The task:
Extract the complete Synthorx tender offer notice that follows, reproducing every word and character without change.

Selected text:
----
THE TENDER OFFER MATERIALS (INCLUDING AN OFFER TO PURCHASE, A RELATED LETTER OF TRANSMITTAL AND CERTAIN OTHER TENDER OFFER DOCUMENTS) AND THE SOLICITATION/RECOMMENDATION STATEMENT ON SCHEDULE 14D-9 WILL CONTAIN IMPORTANT INFORMATION. SYNTHORX STOCKHOLDERS ARE URGED TO READ THESE DOCUMENTS CAREFULLY WHEN THEY BECOME AVAILABLE (AS EACH MAY BE AMENDED OR SUPPLEMENTED FROM TIME TO TIME) BECAUSE THEY WILL CONTAIN IMPORTANT INFORMATION THAT HOLDERS OF SYNTHORX SECURITIES SHOULD CONSIDER BEFORE MAKING ANY DECISION REGARDING TENDERING THEIR SECURITIES.

The Offer to Purchase, the related Letter of Transmittal and certain other offer documents, as well as the Solicitation/Recommendation Statement, will be made available to all stockholders of Synthorx at no expense to them. The Tender Offer Statement and the Solicitation/Recommendation Statement will be available free of charge at the SEC’s web site, http://www.sec.gov, or under the “Investors & Media” section of Synthorx’s website, www.synthorx.com. Free copies of these materials and certain other offering documents will be sent to Synthorx’s stockholders by the information agent for the tender offer.
----
Listed entries:
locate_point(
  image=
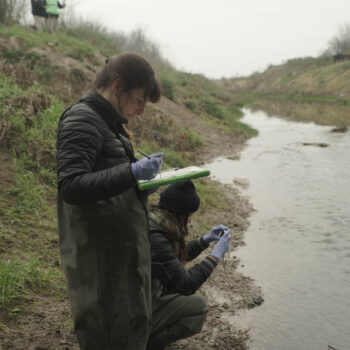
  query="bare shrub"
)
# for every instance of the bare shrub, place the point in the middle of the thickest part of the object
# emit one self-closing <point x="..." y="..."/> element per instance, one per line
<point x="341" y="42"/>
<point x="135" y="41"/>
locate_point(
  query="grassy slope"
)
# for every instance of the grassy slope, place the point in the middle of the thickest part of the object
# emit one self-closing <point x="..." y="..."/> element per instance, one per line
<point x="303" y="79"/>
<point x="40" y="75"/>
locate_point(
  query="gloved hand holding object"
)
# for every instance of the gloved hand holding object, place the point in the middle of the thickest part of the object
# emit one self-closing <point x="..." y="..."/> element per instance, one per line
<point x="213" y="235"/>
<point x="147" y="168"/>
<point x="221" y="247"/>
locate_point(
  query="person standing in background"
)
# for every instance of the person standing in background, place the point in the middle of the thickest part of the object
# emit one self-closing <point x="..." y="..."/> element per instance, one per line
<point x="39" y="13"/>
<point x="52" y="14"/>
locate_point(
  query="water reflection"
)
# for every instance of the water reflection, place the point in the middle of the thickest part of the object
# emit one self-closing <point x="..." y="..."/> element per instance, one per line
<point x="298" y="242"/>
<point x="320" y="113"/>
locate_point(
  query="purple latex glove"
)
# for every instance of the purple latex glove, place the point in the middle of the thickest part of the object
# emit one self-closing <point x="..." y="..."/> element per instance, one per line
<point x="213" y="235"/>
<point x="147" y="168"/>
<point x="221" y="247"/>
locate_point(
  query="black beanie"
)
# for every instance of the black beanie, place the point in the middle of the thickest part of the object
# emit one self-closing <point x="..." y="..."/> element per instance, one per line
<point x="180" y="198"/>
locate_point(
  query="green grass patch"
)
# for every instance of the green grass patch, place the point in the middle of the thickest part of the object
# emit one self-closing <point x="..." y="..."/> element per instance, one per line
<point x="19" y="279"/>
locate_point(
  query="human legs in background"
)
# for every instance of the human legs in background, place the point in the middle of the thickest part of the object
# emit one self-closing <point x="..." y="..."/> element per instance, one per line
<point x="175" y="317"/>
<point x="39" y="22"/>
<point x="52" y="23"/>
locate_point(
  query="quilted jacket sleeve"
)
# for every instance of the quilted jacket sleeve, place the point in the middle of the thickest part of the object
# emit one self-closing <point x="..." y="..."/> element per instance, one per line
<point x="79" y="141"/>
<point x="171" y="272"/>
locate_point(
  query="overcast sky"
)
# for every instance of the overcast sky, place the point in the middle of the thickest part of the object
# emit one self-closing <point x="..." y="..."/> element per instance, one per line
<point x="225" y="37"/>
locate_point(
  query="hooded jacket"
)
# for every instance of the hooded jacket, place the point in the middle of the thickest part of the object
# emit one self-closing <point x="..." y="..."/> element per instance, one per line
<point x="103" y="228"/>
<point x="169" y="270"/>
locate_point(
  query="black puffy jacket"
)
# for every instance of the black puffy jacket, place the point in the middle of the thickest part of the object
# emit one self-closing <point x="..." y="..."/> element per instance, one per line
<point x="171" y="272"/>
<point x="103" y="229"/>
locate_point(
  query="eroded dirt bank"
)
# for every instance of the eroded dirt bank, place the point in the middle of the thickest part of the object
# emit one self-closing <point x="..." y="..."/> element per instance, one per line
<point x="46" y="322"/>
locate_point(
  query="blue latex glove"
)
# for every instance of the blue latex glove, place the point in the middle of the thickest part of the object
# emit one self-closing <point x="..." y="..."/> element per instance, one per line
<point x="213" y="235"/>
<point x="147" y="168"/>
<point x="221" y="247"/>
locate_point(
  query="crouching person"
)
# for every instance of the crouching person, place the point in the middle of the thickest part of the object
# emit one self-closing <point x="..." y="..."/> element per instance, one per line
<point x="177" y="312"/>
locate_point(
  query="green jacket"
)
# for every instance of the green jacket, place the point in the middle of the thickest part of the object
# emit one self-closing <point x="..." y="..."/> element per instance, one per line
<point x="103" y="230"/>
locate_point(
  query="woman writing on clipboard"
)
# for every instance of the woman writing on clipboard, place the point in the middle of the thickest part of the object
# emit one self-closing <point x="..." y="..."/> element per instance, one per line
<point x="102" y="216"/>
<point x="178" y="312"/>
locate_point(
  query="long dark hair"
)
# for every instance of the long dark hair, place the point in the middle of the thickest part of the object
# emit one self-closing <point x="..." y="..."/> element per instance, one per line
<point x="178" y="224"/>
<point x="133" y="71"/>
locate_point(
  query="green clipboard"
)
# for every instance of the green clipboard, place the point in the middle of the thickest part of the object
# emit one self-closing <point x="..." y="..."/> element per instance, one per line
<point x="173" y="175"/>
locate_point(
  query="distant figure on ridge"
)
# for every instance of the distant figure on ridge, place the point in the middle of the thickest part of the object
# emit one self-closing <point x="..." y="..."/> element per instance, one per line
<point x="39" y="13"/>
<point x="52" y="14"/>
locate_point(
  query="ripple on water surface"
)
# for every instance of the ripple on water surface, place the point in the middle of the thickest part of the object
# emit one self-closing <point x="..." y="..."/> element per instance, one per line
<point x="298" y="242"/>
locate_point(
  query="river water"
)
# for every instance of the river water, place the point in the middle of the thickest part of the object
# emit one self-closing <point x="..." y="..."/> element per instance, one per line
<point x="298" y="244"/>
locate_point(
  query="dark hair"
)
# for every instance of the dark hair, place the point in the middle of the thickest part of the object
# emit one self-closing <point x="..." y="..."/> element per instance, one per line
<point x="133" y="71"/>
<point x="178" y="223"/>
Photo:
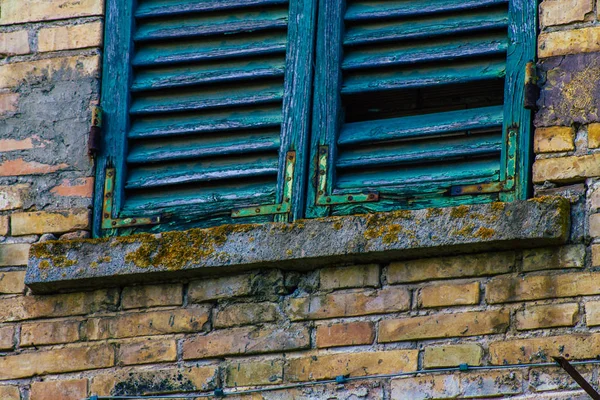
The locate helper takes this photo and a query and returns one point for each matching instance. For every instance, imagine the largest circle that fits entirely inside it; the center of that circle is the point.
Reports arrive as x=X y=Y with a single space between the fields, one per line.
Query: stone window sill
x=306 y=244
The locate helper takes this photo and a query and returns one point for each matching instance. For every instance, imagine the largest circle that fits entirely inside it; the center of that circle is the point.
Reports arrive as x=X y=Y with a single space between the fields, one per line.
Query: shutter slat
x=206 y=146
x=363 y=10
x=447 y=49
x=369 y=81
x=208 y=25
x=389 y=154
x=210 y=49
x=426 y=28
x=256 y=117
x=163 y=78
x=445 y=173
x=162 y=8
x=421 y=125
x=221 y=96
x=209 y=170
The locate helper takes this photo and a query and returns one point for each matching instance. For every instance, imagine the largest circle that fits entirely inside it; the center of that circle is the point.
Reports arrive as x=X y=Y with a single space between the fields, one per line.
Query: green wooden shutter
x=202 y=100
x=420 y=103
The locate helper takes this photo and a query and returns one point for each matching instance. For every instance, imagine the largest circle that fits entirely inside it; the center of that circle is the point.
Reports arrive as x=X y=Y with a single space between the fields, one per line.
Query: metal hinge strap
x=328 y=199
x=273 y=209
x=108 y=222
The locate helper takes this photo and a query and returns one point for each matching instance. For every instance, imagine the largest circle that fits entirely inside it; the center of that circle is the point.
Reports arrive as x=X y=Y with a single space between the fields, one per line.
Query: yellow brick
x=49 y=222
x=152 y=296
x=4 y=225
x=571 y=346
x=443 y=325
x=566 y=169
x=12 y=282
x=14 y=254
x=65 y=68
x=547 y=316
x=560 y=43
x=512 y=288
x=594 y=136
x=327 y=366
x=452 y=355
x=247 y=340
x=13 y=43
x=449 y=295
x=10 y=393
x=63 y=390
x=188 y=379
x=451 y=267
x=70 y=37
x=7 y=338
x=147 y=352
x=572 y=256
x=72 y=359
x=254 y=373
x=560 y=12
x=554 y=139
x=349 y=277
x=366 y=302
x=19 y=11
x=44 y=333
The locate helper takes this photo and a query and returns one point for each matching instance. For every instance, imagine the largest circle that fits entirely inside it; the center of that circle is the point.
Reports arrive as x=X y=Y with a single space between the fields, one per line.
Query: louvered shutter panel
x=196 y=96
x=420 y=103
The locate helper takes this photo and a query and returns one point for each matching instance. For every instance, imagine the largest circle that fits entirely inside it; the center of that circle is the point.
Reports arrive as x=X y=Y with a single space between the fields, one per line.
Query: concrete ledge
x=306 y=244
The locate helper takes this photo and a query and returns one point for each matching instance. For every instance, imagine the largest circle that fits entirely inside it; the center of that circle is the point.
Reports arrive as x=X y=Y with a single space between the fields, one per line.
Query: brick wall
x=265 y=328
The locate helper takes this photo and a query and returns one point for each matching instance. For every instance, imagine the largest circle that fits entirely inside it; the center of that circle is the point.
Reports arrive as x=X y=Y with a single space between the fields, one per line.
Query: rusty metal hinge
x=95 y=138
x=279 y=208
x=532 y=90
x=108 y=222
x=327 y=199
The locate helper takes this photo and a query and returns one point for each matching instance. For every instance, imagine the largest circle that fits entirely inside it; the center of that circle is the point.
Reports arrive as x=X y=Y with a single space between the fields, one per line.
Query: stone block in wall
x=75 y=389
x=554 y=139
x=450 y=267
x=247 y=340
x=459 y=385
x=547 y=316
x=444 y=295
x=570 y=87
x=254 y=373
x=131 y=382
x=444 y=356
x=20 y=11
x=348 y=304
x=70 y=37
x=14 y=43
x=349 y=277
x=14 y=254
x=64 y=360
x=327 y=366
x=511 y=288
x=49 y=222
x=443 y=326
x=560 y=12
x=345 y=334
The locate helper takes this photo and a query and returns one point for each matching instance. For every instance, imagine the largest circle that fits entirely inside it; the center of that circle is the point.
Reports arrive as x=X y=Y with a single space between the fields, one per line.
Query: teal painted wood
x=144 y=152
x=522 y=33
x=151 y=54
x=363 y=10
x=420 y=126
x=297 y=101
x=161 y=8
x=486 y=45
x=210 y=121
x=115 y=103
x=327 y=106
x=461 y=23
----
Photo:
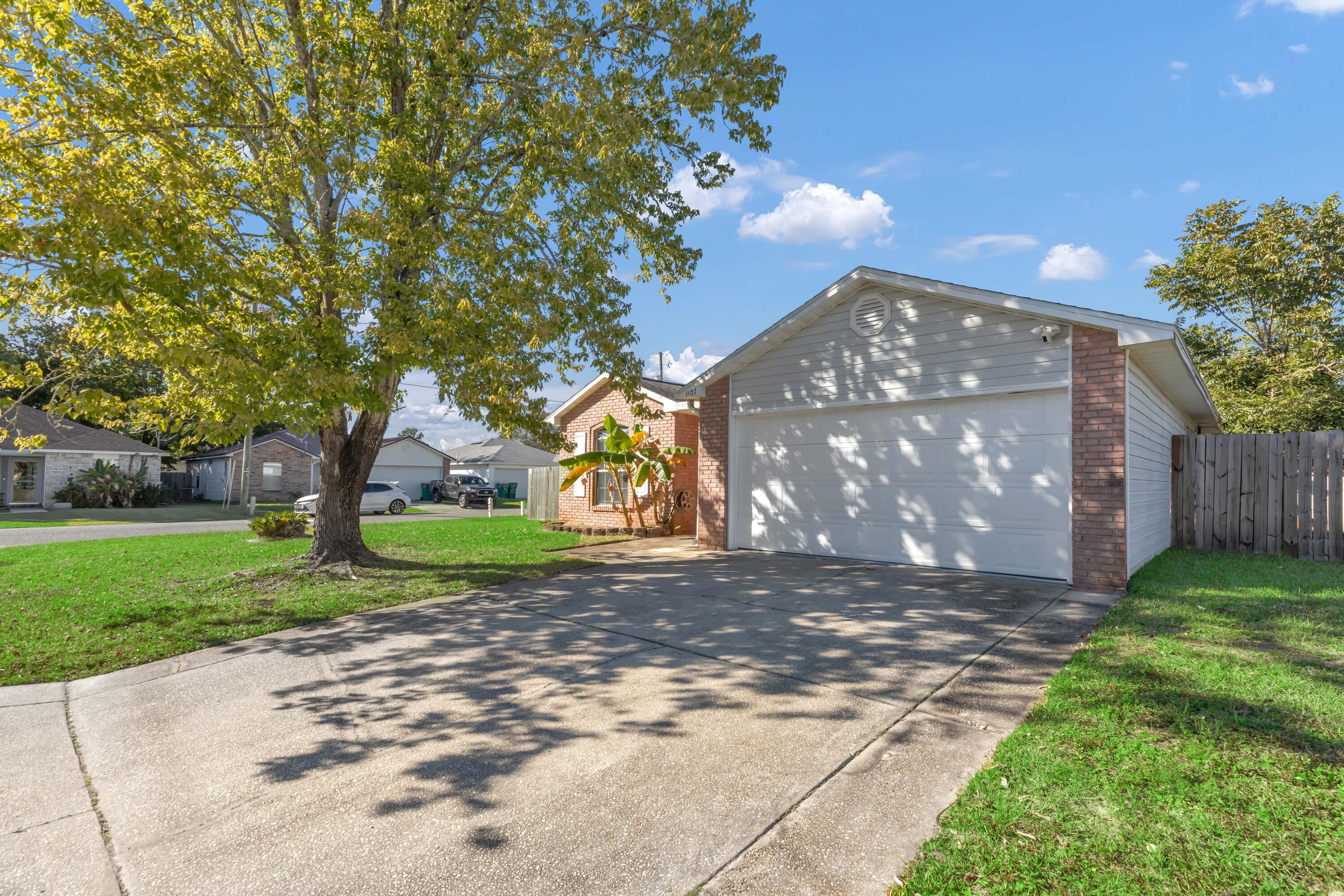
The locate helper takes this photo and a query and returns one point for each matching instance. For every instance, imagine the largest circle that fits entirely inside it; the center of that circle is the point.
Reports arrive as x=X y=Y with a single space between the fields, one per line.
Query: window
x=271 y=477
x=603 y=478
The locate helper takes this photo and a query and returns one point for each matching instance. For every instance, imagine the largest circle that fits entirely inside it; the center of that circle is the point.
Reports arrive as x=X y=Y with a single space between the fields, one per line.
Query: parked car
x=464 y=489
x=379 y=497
----
Result of this exercise:
THE TENDER OFFER MATERIALS (INCLUDING AN OFFER TO PURCHASE, A RELATED LETTER OF TRANSMITTAL AND CERTAIN OTHER TENDER OFFER DOCUMENTS) AND THE SOLICITATION/RECOMMENDATION STATEMENT ON SCHEDULE 14D-9 WILL CONTAIN IMPORTANT INFORMATION. SYNTHORX STOCKHOLDERS ARE URGED TO READ THESE DOCUMENTS CAREFULLY WHEN THEY BECOME AVAILABLE (AS EACH MAY BE AMENDED OR SUPPLEMENTED FROM TIME TO TIME) BECAUSE THEY WILL CONTAIN IMPORTANT INFORMATION THAT HOLDERS OF SYNTHORX SECURITIES SHOULD CONSIDER BEFORE MAKING ANY DECISION REGARDING TENDERING THEIR SECURITIES.

The Offer to Purchase, the related Letter of Transmittal and certain other offer documents, as well as the Solicitation/Recommendation Statement, will be made available to all stockholders of Synthorx at no expense to them. The Tender Offer Statement and the Solicitation/Recommendation Statement will be available free of charge at the SEC’s web site, http://www.sec.gov, or under the “Investors & Media” section of Synthorx’s website, www.synthorx.com. Free copies of these materials and certain other offering documents will be sent to Synthorx’s stockholders by the information agent for the tender offer.